### Request:
Return every line of the data below that contains the word "giraffe".

---------------

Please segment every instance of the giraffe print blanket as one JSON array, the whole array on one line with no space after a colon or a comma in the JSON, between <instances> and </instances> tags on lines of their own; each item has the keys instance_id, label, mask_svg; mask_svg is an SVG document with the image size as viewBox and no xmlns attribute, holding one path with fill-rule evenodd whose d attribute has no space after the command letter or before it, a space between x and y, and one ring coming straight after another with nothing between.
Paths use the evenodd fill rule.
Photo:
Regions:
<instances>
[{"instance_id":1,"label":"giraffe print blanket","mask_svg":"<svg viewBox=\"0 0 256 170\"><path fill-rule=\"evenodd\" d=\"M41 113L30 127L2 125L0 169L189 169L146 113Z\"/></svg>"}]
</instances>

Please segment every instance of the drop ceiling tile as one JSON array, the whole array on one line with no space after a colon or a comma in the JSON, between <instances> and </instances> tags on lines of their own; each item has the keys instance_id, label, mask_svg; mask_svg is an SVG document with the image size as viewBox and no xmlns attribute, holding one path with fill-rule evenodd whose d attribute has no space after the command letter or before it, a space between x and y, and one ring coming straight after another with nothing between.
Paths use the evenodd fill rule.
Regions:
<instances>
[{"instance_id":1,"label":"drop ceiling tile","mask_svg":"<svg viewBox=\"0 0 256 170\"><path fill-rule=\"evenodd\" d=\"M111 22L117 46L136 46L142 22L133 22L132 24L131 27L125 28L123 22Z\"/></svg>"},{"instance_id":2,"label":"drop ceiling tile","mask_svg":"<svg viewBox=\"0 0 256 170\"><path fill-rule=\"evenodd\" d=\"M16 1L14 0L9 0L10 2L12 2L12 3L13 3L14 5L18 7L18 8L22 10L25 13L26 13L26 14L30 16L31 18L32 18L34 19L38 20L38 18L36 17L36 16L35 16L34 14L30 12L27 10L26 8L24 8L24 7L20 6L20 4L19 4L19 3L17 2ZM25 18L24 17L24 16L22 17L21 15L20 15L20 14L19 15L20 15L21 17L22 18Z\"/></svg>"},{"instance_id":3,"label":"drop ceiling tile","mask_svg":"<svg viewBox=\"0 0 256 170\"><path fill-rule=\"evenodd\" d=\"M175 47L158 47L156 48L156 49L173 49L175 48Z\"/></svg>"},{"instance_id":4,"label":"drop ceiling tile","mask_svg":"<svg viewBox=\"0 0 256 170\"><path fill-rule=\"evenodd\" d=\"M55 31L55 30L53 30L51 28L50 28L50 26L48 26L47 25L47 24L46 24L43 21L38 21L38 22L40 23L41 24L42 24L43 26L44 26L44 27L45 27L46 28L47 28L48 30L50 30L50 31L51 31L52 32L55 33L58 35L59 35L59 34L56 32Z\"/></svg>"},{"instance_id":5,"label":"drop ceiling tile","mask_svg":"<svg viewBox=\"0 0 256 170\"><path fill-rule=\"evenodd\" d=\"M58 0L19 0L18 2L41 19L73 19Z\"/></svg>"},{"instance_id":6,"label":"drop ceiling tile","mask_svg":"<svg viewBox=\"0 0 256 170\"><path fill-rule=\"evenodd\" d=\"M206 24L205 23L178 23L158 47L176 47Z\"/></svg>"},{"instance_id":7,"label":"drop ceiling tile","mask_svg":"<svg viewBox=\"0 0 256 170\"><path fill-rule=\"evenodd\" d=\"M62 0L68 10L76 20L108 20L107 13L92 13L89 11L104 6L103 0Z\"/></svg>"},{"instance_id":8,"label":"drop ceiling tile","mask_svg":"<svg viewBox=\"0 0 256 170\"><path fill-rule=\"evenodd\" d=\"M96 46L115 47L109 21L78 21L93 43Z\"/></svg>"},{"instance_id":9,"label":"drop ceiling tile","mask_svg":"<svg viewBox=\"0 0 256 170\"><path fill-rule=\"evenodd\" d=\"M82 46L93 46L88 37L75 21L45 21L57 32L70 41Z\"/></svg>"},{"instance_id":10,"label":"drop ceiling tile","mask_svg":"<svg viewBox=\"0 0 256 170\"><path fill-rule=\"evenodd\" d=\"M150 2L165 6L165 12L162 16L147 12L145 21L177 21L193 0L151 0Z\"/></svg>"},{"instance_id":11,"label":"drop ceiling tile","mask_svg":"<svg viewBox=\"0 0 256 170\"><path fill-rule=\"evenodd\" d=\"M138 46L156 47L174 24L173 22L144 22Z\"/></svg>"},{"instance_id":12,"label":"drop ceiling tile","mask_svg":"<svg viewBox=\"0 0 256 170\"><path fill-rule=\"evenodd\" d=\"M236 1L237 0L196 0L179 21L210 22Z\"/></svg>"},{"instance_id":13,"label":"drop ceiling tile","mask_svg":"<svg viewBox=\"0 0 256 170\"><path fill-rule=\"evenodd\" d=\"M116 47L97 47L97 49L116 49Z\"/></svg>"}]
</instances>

---------------

### Response:
Please segment every instance of the giraffe print blanket as one JSON array, the whole array on one line with no space after a colon or a comma in the JSON, between <instances> and </instances> tags on lines of their own; each item has the keys instance_id, label, mask_svg; mask_svg is an SVG document with the image size as viewBox and no xmlns attribute, holding one path with fill-rule evenodd whose d attribute has no space after the command letter or before it, a space between x and y, and one ring coming straight after another with nothing between.
[{"instance_id":1,"label":"giraffe print blanket","mask_svg":"<svg viewBox=\"0 0 256 170\"><path fill-rule=\"evenodd\" d=\"M41 113L30 127L2 125L0 169L189 169L146 113Z\"/></svg>"}]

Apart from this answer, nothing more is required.